-- Opening Marker --

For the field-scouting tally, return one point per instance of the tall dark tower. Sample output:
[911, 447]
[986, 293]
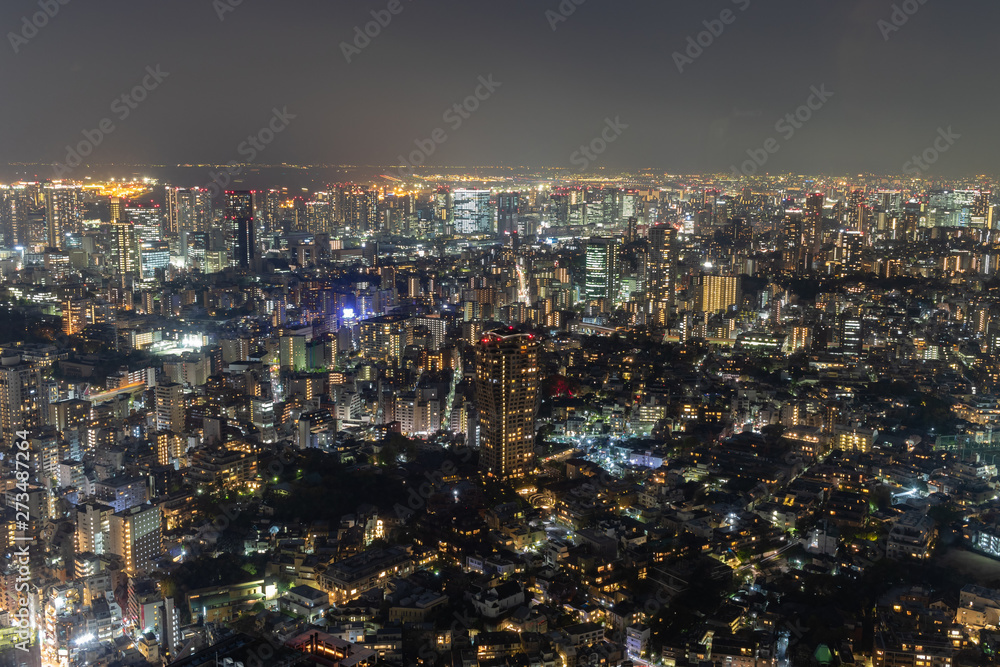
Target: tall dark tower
[240, 227]
[662, 265]
[508, 212]
[507, 391]
[814, 220]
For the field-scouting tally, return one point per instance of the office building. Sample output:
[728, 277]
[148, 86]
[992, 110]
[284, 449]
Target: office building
[472, 212]
[63, 212]
[603, 278]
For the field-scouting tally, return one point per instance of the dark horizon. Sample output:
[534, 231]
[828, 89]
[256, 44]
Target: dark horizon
[557, 80]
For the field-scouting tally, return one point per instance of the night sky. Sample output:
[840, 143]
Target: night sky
[609, 59]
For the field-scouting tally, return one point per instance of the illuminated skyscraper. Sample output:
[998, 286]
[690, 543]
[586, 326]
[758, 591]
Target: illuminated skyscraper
[136, 537]
[20, 397]
[472, 212]
[814, 220]
[13, 215]
[63, 212]
[153, 256]
[718, 293]
[125, 246]
[147, 220]
[603, 272]
[508, 212]
[188, 210]
[240, 226]
[662, 265]
[507, 393]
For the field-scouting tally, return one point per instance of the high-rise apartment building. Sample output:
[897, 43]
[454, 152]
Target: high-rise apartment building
[21, 398]
[472, 213]
[717, 293]
[507, 393]
[603, 277]
[136, 537]
[662, 265]
[63, 212]
[240, 226]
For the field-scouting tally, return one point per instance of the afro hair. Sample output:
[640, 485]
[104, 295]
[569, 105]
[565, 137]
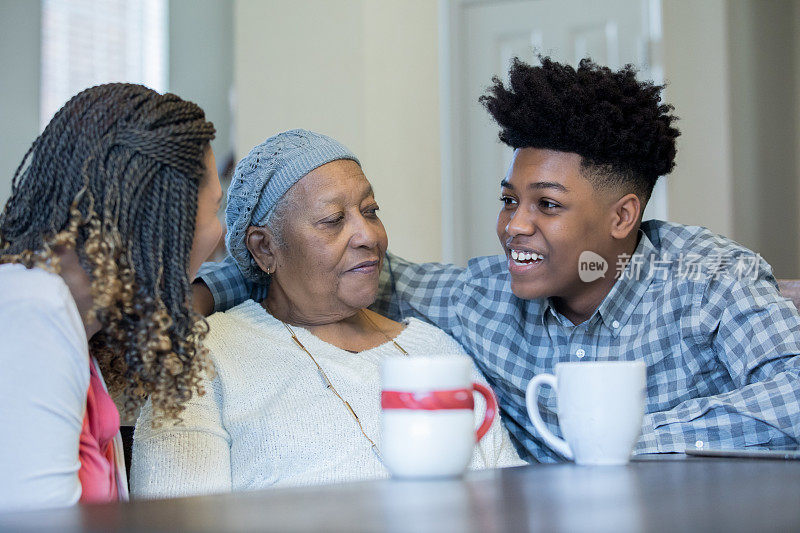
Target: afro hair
[617, 124]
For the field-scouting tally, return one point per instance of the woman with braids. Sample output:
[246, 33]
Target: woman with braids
[112, 211]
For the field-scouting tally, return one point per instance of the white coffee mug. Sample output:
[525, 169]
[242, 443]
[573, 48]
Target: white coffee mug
[600, 408]
[428, 415]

-- Closing Marker --

Work to be completed>
Filter the entries above down to the lines that hold the word "instance", and copy those lines.

Answer space>
For the field-scouting tally, return one point per instance of the tall dark tower. Sample output:
For the field-scouting tally, return one point per instance of the office building. Sample output:
For the field-scouting tally, return one point per instance of the dark horizon. Sample output:
For the field-scouting tally, return one point per instance of the night sky. Sample output:
For the field-scouting tally, return one point per instance of the illuminated skyscraper. Sample output:
For the field-scouting tally, return one point per instance of the high-rise apartment building. Sample output:
For the field-scouting tally, return one point per instance of the afro hair. Sample output:
For the field-scouting tally, return one point per instance of the woman with braids. Sample output:
For the field-scouting tally, return one point per instance of the white coffee mug. Sample output:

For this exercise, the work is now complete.